To do:
Select every line of the records below that contains the word "coat", and copy each one out in full.

# start of Records for this exercise

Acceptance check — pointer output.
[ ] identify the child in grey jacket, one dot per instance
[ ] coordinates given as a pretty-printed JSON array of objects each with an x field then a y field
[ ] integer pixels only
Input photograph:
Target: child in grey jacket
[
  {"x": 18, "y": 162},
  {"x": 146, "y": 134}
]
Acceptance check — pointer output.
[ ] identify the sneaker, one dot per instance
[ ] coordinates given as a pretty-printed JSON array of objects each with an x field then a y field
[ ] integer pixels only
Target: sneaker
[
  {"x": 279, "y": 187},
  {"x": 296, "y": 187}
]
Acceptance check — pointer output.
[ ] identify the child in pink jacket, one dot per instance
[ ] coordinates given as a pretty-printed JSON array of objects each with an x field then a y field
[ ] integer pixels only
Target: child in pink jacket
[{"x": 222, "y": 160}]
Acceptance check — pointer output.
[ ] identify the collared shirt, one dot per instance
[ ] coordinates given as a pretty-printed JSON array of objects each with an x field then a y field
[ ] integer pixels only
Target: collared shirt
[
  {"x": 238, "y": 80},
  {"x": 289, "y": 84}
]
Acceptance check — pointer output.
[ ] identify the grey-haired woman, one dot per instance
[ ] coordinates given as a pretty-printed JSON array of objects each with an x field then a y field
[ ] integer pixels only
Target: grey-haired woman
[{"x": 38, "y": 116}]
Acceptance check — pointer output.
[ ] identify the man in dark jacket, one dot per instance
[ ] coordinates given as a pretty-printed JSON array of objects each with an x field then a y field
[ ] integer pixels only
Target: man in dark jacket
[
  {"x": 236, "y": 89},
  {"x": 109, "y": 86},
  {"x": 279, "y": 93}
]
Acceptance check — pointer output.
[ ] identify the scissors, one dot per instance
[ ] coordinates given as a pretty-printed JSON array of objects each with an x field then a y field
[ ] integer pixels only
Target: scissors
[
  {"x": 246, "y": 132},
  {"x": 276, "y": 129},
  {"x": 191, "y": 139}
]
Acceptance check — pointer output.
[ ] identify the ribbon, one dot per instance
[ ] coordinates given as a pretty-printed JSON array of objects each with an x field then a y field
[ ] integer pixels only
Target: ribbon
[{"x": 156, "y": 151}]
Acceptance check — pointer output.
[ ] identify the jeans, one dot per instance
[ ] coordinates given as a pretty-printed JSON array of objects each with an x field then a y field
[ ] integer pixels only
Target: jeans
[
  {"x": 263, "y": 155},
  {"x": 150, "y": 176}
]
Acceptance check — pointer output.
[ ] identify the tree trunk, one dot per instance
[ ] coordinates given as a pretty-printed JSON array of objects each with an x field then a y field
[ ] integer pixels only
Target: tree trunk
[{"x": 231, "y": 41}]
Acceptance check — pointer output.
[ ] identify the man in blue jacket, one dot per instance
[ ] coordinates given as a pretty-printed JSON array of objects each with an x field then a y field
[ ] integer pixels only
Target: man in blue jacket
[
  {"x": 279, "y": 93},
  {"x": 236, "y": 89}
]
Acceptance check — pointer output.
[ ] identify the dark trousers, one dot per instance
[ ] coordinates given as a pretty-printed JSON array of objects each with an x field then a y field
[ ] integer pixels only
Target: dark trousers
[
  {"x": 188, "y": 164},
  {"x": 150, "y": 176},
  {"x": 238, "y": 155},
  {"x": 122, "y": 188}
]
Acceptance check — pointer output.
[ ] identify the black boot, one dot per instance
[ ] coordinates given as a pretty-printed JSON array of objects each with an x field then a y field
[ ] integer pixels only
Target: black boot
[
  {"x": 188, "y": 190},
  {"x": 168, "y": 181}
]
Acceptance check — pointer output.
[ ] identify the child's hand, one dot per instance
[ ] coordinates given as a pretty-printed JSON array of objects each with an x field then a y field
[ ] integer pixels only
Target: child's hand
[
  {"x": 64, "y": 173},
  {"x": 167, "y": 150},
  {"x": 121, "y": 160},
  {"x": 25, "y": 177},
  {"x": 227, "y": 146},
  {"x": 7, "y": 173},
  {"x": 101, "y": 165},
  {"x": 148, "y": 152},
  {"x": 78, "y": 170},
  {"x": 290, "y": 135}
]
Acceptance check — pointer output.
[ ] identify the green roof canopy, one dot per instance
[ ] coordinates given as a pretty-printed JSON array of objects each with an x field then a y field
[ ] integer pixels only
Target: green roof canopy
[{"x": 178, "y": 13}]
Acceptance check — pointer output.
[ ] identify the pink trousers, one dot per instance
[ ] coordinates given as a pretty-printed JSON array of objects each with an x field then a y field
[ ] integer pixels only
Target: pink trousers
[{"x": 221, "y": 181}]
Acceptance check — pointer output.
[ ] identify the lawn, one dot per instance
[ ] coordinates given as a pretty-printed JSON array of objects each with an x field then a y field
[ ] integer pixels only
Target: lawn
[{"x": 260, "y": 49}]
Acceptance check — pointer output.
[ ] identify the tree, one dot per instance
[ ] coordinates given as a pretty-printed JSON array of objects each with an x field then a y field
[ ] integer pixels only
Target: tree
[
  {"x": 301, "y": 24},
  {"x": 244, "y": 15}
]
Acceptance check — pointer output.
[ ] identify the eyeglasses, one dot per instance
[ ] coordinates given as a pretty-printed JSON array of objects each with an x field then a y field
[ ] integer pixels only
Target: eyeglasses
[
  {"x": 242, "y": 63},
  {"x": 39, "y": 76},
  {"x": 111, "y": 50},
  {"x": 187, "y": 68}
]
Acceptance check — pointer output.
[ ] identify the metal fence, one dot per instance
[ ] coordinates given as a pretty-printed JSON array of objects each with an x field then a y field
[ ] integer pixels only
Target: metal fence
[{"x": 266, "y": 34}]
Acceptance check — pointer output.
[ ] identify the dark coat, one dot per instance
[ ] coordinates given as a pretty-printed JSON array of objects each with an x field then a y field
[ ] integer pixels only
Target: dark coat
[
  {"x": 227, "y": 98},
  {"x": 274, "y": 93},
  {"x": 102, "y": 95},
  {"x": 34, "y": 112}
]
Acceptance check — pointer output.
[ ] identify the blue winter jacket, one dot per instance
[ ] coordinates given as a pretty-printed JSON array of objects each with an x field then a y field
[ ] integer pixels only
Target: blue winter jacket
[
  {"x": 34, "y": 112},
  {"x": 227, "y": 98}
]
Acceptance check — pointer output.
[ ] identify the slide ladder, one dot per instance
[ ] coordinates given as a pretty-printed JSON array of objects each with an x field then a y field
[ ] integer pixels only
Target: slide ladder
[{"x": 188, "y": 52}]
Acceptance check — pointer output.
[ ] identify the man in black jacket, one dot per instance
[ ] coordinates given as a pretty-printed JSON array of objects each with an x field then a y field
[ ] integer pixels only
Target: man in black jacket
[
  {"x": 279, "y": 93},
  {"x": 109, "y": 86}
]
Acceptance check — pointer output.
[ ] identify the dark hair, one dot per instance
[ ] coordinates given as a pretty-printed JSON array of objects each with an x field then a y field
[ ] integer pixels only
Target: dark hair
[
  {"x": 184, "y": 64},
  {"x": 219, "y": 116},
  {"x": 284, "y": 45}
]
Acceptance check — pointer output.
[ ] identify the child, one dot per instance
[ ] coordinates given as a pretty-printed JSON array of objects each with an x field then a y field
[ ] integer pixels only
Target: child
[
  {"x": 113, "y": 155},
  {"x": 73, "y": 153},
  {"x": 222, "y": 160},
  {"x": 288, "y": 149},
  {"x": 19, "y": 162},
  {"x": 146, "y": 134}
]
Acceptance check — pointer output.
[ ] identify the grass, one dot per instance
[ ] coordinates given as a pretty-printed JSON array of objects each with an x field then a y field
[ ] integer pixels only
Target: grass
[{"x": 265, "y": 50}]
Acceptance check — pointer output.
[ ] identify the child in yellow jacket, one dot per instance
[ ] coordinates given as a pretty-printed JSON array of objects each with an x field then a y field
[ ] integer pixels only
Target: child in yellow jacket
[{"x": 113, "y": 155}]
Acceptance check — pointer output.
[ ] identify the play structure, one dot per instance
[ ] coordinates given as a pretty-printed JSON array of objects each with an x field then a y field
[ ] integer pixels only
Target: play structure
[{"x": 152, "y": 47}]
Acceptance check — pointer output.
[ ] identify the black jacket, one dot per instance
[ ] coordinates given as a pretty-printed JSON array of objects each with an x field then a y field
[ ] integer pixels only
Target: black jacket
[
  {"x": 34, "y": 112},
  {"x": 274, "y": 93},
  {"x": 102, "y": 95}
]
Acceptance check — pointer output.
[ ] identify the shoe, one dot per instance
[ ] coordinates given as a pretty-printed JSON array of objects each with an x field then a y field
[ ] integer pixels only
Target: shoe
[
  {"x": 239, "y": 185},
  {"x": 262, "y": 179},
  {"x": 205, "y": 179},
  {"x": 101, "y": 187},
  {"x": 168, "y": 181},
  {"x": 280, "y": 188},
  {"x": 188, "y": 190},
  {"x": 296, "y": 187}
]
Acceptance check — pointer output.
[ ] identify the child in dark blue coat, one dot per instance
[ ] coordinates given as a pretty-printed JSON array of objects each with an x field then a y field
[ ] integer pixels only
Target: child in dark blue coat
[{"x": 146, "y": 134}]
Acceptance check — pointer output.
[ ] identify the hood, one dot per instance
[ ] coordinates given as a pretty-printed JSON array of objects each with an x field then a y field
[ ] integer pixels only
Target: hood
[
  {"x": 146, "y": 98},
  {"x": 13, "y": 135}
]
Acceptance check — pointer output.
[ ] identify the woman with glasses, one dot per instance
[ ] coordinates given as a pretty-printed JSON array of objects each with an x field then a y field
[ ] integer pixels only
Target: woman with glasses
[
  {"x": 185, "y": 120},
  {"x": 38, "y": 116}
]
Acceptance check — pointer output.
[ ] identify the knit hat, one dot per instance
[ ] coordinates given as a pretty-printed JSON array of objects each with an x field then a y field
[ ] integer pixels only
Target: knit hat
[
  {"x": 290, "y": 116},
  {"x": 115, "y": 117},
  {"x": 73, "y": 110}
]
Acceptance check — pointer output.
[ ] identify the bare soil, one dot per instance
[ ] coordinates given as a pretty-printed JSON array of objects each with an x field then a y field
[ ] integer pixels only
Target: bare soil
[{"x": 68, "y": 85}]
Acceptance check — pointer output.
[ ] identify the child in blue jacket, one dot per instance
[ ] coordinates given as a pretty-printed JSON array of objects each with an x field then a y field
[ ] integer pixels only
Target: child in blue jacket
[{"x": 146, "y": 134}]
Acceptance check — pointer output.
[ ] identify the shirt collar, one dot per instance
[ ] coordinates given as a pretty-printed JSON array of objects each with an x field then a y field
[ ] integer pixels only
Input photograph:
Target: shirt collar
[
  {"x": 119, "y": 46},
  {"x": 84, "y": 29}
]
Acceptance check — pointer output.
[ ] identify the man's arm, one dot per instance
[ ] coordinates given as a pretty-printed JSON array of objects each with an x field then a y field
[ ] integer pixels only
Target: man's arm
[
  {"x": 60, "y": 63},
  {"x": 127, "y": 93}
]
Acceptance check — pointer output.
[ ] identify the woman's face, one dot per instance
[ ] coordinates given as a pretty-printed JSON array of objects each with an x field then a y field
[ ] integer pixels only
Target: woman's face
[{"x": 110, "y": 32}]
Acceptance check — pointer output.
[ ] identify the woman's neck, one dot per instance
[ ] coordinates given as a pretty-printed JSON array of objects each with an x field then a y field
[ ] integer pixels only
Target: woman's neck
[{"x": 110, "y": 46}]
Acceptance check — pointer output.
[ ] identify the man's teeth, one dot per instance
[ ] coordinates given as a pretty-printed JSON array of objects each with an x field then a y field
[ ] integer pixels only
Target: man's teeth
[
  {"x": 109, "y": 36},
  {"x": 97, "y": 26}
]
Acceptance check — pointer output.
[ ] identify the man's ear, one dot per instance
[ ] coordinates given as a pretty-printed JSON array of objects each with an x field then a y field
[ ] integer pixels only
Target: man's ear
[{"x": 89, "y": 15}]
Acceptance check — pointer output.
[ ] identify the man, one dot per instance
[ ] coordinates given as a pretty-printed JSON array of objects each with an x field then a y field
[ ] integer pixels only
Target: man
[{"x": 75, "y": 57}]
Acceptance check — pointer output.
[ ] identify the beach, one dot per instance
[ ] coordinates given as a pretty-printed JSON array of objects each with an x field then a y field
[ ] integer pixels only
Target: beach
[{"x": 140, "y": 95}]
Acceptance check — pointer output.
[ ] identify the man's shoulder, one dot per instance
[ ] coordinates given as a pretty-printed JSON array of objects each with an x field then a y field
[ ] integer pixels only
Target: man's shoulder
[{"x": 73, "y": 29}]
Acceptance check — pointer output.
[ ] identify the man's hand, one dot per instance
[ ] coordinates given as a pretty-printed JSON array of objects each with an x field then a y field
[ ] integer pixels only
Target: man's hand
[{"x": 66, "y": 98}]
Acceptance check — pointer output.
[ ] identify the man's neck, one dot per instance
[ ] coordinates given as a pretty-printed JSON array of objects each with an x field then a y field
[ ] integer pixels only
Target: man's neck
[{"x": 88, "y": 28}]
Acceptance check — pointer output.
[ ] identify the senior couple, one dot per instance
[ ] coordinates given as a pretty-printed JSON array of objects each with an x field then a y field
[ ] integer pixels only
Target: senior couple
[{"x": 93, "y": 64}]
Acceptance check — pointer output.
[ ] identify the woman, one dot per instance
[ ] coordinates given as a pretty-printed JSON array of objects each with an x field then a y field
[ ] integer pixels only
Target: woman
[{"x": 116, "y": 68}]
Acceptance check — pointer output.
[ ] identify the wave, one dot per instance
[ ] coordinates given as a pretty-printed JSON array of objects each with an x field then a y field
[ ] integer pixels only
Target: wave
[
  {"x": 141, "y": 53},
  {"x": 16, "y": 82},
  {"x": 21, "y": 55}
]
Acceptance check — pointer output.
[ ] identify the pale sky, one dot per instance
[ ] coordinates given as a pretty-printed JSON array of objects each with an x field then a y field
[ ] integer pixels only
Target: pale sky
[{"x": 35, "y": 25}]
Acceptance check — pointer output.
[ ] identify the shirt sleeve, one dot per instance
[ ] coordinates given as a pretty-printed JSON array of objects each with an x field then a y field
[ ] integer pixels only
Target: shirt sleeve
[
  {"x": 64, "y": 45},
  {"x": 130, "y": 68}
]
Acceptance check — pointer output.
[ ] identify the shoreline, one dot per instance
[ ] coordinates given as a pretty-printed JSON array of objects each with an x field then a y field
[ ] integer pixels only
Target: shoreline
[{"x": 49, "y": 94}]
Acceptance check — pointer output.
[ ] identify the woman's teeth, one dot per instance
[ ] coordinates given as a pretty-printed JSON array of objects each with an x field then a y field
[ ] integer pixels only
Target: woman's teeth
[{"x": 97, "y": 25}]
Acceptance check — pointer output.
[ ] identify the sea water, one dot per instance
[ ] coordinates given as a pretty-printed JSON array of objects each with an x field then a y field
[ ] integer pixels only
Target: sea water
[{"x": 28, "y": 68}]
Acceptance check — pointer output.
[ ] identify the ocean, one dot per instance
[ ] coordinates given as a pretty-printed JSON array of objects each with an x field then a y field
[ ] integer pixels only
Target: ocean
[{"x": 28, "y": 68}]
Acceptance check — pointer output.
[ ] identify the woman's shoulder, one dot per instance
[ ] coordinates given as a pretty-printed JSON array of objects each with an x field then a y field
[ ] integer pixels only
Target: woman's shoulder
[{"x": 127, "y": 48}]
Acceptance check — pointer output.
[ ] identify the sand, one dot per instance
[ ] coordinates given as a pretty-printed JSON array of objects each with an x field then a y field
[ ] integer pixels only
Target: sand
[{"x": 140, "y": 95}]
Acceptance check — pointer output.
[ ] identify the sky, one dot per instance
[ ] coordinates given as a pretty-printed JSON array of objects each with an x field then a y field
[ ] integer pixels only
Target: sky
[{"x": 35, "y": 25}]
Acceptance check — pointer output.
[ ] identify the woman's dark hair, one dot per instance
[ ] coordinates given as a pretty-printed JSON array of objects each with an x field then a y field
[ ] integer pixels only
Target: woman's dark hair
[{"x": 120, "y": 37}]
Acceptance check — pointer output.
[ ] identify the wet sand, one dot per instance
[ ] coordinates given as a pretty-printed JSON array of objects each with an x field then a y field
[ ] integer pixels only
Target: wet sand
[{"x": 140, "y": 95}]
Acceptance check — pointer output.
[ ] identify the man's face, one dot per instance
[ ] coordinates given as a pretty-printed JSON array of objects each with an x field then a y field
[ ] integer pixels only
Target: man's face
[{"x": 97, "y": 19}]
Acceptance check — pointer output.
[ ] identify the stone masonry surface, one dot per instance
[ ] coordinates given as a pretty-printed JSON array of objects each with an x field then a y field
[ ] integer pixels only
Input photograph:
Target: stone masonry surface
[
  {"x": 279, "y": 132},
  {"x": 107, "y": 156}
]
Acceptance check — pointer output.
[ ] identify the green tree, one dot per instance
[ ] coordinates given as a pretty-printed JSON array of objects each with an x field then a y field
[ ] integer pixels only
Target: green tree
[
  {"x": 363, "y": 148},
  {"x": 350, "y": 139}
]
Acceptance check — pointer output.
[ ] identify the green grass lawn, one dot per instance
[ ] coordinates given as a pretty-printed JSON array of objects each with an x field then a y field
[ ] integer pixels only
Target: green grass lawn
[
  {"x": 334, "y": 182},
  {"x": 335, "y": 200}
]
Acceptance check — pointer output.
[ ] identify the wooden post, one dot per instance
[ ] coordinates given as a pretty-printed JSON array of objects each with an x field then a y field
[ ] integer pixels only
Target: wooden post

# end of Records for this exercise

Task answer:
[ ] identify the dark coat, one dot per instance
Target: dark coat
[ ] identify the child in dark blue coat, one dot per instance
Target: child in dark blue coat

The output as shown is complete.